KUTIPAN TEKS »
Mental abuse, beberapa menyebutnya dengan emotional abuse ataupun psychological abuse yang berarti perlakuan menyakiti dan menyerang mental seseorang. Tak terlihat namun menyakitkan, mungkin mirip-mirip Virus Corona yang sedang marak saat ini.

Mental abuse ini berdampak ke kondisi emosional seseorang dan seringkali terjadi dalam lingkup sebuah hubungan. Seseorang menjadi seperti tidak mengenal dirinya sendiri, ketakutan, tidak bisa mengambil keputusan, dan masih banyak lagi.

Para pelakunya biasa disebut mental abuser dengan ciri yang sangat khas yaitu keinginan yang tinggi untuk mengontrol pasangan. Terlalu masuk kepada privasi pasangan dimana satu pihak terlalu mendominasi pihak lainnya. Mungkin kalau dalam bahasa kekinian sering kita dengar kata-kata seperti, “Cowo/cewe lo posesif banget.” Atau “Gila, overprotective banget pacar lo.”

Banyak yang bilang kalau hal inilah yang disebut cinta buta. Bagaimana pun anehnya perilaku pasangan kita, namun seseorang bisa tetap bertahan dalam sebuah hubungan yang toxic dengan mengatasnamakan cinta seperti itu. 

Mental abuse sendiri sebenarnya adalah salah satu dari bentuk kekerasan, yaitu kekerasan nonfisik. Jenis kekerasan yang tidak kasat mata. Tidak langsung diketahui perilakunya apabila tidak benar-benar memperhatikan, karena tidak adanya sentuhan fisik antara pelaku dengan korbannya.

DATA UNTUK ANALISIS »
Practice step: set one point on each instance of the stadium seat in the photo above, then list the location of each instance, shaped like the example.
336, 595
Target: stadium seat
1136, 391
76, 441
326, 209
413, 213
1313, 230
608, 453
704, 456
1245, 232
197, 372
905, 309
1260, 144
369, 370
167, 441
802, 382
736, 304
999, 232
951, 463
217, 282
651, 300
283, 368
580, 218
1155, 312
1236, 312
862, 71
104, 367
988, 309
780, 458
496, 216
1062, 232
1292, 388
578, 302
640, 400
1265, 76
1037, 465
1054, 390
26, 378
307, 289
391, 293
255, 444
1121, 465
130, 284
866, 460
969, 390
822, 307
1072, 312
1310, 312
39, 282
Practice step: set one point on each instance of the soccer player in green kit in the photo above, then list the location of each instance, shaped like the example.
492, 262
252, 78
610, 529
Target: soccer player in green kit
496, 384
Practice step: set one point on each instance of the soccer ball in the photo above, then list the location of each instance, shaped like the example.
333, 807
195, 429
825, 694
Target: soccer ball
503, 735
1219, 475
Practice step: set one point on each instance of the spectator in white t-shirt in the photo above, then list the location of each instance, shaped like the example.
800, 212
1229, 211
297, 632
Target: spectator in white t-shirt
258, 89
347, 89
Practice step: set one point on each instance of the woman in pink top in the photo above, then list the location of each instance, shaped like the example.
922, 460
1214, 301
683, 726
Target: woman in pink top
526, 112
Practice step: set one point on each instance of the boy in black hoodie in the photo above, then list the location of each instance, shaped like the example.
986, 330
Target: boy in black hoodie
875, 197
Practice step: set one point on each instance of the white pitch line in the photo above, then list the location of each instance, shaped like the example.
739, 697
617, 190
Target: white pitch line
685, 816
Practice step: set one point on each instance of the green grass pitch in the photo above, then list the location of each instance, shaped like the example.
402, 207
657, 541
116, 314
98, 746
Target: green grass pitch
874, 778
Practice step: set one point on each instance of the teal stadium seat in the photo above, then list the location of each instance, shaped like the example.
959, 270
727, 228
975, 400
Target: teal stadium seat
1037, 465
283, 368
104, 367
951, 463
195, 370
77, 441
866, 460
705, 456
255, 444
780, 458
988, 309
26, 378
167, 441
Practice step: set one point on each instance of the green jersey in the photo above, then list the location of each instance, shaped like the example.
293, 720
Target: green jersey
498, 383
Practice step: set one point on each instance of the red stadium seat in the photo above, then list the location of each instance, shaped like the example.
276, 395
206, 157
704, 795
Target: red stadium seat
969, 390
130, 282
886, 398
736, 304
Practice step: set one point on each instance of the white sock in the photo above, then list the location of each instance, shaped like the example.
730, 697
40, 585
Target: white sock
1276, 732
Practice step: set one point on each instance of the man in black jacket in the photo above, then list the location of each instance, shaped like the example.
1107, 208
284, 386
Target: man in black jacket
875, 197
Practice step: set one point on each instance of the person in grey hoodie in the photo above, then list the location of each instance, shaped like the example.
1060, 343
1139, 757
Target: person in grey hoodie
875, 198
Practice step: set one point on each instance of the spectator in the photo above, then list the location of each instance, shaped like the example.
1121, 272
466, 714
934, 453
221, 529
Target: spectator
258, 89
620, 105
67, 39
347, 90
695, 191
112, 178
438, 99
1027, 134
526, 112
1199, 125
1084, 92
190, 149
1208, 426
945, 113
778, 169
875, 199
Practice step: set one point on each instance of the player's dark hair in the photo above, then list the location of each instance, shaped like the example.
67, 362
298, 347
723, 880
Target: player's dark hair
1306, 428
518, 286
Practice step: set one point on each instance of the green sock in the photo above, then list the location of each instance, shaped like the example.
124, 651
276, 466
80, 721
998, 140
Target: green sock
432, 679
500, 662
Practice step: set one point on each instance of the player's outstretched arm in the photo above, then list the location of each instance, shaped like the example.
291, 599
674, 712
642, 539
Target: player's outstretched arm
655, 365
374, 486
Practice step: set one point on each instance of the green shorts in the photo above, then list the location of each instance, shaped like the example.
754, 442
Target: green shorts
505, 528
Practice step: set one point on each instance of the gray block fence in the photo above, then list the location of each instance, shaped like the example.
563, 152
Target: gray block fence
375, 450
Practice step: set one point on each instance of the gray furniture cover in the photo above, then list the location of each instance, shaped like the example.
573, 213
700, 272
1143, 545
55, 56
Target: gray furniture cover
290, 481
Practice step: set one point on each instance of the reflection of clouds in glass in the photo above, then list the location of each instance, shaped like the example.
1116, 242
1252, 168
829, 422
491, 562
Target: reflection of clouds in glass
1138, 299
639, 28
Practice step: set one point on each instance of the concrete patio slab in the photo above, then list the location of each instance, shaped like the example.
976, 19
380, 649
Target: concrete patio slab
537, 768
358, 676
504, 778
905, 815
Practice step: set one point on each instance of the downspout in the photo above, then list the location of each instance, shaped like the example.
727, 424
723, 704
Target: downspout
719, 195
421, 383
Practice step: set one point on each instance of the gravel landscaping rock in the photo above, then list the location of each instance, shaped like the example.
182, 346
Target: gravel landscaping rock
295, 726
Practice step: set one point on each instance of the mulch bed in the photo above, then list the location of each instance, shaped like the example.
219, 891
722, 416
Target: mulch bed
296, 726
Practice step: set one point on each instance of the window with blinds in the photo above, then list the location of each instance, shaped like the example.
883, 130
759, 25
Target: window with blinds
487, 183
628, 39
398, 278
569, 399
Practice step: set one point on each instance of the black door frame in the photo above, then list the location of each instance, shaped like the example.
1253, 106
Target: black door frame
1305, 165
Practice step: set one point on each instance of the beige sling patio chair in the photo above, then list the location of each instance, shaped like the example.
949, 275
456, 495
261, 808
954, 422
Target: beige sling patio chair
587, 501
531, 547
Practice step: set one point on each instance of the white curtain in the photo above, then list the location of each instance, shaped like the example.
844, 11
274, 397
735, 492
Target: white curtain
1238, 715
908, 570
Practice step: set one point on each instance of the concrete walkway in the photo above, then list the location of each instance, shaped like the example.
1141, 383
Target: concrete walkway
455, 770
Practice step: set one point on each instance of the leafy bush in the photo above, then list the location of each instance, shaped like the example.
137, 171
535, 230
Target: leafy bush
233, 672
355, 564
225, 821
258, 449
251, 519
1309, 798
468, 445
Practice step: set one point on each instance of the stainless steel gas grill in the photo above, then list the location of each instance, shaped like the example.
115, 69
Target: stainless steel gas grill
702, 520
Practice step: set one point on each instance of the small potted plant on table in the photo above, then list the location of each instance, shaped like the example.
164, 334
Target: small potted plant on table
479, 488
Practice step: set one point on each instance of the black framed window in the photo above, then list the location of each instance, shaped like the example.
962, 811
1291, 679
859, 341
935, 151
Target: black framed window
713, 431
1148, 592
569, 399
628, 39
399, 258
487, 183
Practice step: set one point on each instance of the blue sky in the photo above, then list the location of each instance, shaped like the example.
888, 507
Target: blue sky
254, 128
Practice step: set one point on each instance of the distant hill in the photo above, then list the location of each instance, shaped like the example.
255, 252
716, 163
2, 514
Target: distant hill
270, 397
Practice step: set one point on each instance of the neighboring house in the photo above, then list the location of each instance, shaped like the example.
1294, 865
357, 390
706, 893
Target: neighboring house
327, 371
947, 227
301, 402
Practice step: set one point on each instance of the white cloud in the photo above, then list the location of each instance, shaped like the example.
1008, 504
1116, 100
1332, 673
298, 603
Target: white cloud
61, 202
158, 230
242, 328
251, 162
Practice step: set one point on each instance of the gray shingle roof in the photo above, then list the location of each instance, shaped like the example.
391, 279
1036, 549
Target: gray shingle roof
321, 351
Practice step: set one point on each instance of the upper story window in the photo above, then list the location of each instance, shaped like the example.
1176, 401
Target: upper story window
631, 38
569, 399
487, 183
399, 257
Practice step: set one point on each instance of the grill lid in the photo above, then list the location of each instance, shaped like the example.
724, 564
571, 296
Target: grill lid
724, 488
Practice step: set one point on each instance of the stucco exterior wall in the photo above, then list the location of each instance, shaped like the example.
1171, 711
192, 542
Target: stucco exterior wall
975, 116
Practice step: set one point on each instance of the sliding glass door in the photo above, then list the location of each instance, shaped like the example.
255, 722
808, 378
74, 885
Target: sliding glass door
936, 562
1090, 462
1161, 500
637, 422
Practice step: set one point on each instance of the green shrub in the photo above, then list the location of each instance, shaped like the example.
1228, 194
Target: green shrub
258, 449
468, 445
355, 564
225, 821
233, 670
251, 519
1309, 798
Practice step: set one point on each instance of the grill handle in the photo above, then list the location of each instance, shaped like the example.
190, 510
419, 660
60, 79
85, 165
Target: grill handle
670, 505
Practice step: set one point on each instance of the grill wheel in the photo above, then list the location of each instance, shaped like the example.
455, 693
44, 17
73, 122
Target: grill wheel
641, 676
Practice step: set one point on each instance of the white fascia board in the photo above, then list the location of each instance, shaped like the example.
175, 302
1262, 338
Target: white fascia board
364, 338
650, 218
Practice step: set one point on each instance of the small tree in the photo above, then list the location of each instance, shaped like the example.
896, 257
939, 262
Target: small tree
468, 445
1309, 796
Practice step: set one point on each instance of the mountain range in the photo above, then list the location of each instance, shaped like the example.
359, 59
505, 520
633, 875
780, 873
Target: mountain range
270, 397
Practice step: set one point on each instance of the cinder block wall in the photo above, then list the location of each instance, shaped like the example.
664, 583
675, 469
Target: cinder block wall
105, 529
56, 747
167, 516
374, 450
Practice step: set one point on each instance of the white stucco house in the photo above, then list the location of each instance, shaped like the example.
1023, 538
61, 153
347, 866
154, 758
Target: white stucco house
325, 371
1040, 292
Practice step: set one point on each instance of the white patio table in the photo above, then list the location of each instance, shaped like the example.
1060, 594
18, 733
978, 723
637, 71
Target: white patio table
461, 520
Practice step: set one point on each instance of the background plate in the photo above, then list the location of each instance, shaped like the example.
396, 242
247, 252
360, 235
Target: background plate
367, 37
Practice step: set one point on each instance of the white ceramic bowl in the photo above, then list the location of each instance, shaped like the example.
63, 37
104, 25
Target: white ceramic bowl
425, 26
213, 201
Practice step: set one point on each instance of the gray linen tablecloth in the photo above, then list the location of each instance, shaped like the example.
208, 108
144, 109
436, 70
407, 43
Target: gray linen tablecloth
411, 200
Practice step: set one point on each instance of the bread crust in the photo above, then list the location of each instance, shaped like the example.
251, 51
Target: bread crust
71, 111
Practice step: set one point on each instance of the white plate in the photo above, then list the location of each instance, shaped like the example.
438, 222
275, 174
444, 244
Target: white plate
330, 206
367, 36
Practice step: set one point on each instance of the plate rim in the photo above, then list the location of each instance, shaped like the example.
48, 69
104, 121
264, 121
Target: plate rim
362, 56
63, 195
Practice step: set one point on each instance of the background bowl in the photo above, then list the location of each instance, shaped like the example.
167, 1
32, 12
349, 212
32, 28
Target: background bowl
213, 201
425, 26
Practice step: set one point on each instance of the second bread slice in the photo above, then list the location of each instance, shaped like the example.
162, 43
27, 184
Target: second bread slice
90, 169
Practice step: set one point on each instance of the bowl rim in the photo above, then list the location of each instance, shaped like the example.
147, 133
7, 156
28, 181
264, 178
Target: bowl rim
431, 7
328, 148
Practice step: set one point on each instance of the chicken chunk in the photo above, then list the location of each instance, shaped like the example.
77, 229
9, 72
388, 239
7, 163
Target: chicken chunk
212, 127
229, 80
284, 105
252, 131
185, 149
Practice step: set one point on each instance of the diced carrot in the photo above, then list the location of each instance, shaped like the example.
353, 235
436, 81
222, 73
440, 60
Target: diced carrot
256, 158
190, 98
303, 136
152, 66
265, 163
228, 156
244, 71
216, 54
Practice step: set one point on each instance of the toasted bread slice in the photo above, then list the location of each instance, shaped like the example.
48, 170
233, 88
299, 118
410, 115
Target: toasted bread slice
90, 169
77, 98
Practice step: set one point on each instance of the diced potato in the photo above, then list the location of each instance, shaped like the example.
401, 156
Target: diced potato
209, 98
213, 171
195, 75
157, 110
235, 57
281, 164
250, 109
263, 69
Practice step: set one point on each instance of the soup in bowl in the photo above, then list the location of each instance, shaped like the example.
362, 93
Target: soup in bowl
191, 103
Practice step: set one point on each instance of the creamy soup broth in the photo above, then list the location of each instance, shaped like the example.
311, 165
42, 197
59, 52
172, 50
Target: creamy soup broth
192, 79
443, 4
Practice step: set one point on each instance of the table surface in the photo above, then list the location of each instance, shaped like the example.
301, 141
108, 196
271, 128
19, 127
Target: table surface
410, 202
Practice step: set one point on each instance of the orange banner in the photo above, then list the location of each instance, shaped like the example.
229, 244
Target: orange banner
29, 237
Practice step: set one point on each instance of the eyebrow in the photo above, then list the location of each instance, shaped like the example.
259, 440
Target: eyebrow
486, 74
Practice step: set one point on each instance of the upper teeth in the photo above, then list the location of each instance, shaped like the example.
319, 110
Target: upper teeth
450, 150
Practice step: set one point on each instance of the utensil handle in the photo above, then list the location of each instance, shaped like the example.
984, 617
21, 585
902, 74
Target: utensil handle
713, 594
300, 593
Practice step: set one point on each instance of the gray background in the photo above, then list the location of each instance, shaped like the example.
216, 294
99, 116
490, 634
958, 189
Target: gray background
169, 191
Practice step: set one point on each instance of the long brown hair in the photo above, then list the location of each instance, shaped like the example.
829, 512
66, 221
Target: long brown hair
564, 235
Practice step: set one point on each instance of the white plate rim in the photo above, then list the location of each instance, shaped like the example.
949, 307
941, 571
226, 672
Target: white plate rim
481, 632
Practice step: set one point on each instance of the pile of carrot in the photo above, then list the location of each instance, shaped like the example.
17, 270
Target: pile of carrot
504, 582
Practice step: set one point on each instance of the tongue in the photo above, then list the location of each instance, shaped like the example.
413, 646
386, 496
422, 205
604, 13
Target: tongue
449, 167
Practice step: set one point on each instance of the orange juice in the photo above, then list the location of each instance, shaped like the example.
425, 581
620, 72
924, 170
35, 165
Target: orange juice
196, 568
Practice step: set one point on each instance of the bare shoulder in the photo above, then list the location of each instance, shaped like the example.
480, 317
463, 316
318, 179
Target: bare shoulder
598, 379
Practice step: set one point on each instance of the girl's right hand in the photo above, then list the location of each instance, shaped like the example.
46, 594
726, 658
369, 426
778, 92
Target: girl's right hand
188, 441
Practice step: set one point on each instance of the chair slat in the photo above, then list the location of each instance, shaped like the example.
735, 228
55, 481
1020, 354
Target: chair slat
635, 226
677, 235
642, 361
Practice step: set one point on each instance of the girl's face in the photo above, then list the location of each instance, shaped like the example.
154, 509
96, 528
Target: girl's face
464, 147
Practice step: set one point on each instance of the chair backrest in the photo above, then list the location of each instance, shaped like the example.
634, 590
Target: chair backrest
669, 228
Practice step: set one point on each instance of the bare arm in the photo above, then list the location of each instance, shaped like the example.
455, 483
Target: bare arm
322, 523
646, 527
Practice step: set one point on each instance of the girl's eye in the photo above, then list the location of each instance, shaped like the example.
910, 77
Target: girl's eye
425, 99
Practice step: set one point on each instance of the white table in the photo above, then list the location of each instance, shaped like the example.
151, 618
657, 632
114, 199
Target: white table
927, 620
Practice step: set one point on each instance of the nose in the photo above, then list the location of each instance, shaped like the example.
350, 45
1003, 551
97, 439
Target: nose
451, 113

TINDAKAN YANG DIPERLUKAN »
1. Menurut kutipan tentang mental abuse, apa ciri yang sangat khas dari para pelaku mental abuse?
2. Tentukan apakah setiap pernyataan berikut sesuai dengan kutipan tentang mental abuse: (a) Mental abuse sering terjadi dalam lingkup sebuah hubungan. (b) Mental abuse termasuk kekerasan fisik. (c) Perilaku mental abuse selalu langsung diketahui.
3. Salin persis bagian kutipan tentang mental abuse mulai dari "Mental abuse sendiri" sampai dengan "pelaku dengan korbannya.".
Daftar tersebut tidak digunakan di sini.

JAWABAN BERNOMOR »
1. Keinginan yang tinggi untuk mengontrol pasangan.

2.
(a) Ya: "seringkali terjadi dalam lingkup sebuah hubungan"
(b) Tidak: "yaitu kekerasan nonfisik"
(c) Tidak: "Tidak langsung diketahui perilakunya apabila tidak benar-benar memperhatikan"

3.
Mental abuse sendiri sebenarnya adalah salah satu dari bentuk kekerasan, yaitu kekerasan nonfisik. Jenis kekerasan yang tidak kasat mata. Tidak langsung diketahui perilakunya apabila tidak benar-benar memperhatikan, karena tidak adanya sentuhan fisik antara pelaku dengan korbannya.